§ **Exercise**: How many lines in the records below contain the word "leafy"? Reply with the number alone.

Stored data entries
----

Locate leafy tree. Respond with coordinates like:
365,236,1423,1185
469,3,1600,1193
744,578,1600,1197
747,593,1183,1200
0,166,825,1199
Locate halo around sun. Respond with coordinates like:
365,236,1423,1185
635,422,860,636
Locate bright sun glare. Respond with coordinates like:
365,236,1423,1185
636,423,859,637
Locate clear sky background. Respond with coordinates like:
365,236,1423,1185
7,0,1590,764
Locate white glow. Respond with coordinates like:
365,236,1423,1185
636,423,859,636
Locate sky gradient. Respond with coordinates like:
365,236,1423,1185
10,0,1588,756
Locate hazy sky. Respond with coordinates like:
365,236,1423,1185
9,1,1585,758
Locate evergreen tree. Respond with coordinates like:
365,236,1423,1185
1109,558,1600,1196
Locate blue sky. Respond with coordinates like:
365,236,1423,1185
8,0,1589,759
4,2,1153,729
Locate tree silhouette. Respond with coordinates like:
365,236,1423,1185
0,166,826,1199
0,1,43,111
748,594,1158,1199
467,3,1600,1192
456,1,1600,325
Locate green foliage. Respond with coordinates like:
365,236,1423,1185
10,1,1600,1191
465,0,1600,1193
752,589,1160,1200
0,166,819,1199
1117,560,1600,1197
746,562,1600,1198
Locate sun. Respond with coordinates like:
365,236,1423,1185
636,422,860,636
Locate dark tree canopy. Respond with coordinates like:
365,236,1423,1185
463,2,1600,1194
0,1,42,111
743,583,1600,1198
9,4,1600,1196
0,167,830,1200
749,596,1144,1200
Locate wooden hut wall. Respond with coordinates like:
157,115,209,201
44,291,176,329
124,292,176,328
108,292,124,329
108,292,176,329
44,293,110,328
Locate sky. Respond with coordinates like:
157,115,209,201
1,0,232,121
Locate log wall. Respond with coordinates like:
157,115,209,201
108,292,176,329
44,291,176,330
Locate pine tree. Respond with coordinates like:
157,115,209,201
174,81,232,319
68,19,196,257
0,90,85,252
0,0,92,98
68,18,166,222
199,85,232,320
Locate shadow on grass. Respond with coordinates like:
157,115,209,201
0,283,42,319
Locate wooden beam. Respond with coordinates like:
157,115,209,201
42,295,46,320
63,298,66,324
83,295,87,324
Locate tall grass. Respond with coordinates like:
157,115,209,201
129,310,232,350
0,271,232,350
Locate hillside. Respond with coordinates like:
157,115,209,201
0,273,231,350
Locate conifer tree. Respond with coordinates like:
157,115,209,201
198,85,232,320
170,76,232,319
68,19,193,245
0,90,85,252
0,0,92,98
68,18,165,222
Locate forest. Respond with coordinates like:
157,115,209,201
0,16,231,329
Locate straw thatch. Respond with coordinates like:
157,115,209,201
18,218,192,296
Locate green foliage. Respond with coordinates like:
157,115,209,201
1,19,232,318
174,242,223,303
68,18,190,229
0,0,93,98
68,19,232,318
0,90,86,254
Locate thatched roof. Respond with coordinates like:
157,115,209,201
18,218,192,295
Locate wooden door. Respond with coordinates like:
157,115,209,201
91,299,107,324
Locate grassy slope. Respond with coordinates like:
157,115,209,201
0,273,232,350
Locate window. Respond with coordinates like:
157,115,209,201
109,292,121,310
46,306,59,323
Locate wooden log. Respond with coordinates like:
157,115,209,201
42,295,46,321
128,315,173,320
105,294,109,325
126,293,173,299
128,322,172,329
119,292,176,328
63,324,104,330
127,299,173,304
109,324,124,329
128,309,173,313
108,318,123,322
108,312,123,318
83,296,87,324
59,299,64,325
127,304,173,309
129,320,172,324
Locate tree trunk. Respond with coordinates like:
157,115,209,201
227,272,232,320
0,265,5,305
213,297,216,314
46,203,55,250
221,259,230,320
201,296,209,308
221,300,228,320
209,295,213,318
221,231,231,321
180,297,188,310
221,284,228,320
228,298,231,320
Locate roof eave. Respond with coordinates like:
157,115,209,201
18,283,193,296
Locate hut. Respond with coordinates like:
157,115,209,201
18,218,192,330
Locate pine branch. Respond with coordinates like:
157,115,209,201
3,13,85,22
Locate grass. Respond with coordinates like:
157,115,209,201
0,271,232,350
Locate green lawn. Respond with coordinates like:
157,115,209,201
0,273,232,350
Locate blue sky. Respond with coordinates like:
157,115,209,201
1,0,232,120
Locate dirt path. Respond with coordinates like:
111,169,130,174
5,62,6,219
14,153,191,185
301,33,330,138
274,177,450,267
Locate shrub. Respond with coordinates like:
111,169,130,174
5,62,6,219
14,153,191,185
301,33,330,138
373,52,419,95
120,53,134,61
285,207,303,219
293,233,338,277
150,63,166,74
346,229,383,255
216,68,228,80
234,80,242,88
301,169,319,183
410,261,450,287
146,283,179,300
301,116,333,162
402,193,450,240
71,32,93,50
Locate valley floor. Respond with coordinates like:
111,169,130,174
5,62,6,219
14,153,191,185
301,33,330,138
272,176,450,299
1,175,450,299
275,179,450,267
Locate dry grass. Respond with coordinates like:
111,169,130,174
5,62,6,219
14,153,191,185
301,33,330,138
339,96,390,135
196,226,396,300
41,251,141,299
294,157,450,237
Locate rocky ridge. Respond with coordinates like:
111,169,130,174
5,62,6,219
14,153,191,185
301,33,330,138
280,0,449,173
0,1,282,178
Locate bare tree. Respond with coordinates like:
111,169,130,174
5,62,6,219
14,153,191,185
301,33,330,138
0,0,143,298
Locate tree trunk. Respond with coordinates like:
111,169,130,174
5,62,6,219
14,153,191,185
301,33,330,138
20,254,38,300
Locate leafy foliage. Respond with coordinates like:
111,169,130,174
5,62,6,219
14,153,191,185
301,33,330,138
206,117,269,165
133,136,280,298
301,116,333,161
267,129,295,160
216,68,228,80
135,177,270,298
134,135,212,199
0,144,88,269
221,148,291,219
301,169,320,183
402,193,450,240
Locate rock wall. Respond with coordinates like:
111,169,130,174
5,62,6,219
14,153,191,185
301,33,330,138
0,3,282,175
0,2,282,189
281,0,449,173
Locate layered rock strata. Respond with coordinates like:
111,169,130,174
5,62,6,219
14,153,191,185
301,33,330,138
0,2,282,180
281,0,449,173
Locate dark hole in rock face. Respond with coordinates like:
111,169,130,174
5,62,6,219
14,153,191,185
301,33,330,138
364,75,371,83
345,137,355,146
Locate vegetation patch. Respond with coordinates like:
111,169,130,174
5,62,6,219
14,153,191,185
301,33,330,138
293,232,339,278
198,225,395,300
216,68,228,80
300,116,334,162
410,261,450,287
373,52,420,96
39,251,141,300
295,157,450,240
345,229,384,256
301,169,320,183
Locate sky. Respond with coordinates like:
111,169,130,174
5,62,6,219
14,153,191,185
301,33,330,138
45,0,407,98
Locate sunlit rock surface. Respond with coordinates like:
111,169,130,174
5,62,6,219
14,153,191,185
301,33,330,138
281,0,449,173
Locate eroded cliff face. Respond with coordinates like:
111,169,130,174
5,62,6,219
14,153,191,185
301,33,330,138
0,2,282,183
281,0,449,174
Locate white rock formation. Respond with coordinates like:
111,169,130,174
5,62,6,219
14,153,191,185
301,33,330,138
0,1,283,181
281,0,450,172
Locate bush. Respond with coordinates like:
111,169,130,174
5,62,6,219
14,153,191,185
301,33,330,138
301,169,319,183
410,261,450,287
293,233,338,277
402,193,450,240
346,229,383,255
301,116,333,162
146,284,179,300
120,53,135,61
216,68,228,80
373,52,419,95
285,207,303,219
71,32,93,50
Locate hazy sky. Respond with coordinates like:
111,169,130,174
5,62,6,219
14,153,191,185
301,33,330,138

----

§ **Response area**: 2